## begin

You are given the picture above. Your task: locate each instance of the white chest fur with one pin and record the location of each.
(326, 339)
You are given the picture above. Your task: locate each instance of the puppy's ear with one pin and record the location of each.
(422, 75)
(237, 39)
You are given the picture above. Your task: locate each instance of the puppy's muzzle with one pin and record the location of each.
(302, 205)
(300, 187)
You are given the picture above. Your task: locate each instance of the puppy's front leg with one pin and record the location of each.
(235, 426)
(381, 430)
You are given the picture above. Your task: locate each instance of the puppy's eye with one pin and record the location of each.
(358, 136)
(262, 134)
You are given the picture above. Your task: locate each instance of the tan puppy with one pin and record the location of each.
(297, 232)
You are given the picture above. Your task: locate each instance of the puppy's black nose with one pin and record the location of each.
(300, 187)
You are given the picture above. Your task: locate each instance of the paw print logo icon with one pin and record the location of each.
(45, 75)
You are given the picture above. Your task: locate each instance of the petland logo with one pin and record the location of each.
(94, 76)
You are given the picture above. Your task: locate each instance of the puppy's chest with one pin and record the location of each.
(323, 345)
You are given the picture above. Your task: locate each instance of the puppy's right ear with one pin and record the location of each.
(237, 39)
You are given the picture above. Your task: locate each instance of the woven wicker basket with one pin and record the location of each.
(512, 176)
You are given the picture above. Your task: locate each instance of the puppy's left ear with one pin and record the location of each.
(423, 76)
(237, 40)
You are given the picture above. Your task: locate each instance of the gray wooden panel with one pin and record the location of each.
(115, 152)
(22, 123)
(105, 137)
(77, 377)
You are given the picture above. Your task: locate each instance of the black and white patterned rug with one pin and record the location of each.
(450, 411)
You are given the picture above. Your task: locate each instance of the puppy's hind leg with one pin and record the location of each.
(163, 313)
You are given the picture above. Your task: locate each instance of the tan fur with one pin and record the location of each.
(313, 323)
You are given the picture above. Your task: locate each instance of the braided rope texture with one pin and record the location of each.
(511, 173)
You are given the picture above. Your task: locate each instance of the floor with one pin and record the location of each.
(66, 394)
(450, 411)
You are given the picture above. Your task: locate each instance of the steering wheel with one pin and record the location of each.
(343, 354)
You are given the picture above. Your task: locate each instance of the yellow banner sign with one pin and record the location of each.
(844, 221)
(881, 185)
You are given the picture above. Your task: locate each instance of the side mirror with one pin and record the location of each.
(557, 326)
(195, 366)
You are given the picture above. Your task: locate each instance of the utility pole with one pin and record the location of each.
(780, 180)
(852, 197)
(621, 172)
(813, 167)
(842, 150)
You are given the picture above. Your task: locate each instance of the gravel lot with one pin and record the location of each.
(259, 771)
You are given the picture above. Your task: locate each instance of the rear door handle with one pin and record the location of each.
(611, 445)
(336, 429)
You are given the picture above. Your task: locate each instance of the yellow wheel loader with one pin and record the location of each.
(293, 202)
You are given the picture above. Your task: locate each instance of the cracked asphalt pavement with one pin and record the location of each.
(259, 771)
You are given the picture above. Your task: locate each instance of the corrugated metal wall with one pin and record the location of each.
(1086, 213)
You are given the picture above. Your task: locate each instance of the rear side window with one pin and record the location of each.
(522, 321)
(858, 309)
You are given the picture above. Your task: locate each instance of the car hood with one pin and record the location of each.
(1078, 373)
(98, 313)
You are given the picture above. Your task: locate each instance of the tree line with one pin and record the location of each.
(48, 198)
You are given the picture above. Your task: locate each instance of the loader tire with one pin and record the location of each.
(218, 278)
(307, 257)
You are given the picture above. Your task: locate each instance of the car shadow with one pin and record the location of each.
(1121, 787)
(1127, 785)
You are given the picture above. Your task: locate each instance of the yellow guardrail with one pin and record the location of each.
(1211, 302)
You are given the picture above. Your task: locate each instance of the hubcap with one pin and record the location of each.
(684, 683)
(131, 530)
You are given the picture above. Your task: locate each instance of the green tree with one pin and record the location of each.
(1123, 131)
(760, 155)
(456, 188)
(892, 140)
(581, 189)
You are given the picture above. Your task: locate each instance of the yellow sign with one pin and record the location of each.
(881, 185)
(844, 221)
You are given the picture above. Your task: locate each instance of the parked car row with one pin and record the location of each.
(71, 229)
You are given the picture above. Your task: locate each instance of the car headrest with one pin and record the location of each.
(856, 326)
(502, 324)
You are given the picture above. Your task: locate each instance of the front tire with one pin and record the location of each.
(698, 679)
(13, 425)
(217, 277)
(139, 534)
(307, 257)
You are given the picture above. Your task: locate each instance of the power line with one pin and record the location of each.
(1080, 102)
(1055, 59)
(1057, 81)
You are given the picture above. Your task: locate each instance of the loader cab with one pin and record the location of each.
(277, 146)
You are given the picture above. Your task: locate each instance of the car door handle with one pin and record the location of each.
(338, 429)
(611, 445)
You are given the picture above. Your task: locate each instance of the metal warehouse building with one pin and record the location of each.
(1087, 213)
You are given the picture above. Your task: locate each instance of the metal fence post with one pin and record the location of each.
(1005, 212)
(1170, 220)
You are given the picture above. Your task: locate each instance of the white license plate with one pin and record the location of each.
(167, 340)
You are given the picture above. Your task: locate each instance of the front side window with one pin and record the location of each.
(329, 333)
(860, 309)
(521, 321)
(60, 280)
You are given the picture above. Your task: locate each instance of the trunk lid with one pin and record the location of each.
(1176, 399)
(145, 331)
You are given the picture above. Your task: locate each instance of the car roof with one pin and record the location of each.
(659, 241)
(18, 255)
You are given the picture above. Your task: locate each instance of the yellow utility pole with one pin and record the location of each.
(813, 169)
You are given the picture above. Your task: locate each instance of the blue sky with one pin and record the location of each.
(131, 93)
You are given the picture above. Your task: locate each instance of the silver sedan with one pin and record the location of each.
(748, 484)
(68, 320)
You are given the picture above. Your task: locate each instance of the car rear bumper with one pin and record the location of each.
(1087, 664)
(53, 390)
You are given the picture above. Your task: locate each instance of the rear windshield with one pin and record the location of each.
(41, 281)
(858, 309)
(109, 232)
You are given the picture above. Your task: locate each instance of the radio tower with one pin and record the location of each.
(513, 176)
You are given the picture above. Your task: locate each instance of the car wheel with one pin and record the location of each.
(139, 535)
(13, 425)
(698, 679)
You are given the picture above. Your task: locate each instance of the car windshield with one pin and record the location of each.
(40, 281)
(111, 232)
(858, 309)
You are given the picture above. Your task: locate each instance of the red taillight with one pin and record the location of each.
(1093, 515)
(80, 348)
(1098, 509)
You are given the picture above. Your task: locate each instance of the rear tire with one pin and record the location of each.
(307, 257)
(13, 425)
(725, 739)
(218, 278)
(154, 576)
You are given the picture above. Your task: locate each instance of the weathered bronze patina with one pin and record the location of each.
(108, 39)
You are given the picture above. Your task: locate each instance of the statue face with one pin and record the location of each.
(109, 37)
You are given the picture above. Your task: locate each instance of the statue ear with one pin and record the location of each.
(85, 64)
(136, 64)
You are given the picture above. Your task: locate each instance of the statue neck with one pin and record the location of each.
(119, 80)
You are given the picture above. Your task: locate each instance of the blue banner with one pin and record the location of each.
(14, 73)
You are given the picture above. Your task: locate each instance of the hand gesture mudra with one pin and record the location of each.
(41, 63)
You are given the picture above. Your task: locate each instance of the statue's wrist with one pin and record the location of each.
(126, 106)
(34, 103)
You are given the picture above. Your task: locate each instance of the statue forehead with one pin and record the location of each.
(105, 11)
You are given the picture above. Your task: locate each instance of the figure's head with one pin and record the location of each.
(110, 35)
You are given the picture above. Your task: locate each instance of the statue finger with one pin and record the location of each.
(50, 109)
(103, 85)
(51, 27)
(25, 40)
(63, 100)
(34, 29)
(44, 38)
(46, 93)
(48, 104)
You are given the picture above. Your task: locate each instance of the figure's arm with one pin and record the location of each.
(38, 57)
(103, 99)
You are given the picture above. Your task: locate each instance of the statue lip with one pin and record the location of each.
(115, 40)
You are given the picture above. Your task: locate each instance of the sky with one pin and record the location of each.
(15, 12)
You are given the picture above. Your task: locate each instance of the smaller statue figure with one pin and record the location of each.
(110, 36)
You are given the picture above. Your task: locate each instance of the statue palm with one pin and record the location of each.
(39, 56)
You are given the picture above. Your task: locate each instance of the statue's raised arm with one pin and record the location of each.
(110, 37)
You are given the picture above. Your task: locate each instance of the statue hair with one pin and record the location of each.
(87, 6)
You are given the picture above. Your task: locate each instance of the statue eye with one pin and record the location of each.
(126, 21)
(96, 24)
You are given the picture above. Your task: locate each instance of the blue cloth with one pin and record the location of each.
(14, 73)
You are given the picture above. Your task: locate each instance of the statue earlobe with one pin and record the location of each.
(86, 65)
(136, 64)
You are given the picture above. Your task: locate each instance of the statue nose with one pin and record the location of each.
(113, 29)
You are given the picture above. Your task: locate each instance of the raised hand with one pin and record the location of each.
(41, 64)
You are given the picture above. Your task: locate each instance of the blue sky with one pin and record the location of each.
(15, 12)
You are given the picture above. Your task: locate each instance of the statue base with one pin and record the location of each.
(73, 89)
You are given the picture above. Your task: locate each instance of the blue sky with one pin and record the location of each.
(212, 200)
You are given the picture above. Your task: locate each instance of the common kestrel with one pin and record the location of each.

## end

▸ **Exercise goal**: Repeat exactly the lines from the line containing "the figure's arm" through the last line of the records above, including both, and nothing else.

▸ **Correct result**:
You are given the picture above. Your task: locate each instance of the figure's arm with one pin and record the location of each.
(38, 57)
(103, 99)
You are given the picture above. Your task: locate each instance of the statue lip with one pin and record the location of each.
(115, 40)
You are given the picture above. Your task: locate each instance of the sky with one pin and record the location of each.
(15, 12)
You are given the picture above. Your task: locate each instance of the smaller statue figure with one pin and record the location of each.
(110, 36)
You are given the picture above. Your task: locate each instance of the statue palm with one pin and record the location of each.
(39, 56)
You are given the picture above. Your task: locate each instance of the statue's raised arm with one pin and record the location of each.
(110, 37)
You are given the picture above. Your task: locate each instance of the statue hair with one pin and record the location of each.
(87, 6)
You are given the picture above. Your task: locate each instance of the statue eye with one pin and record the location of each.
(126, 21)
(96, 24)
You are given the picture above. Your task: locate each instance of the blue cloth with one pin and record the location of each.
(14, 73)
You are given the picture above. Your task: locate each instance of the statue earlobe with one pin and record the location of each.
(86, 65)
(136, 64)
You are given the picture above. Your task: locate each instance of the statue nose with one pin and record the location of each.
(113, 29)
You are given the picture above. Your task: locate each instance of the raised hand with one pin and record the location of each.
(41, 64)
You are given the picture above. Your task: locate each instance of the blue sky with one pin and record the location of each.
(15, 12)
You are given the picture above. Your task: locate each instance of the statue base with one pin and record the location of each.
(73, 89)
You are given the picture above. Your task: locate each instance of the blue sky with one pin and record the location of each.
(212, 200)
You are given the picture above. Your task: locate each instance of the common kestrel with one pin and record the location of each.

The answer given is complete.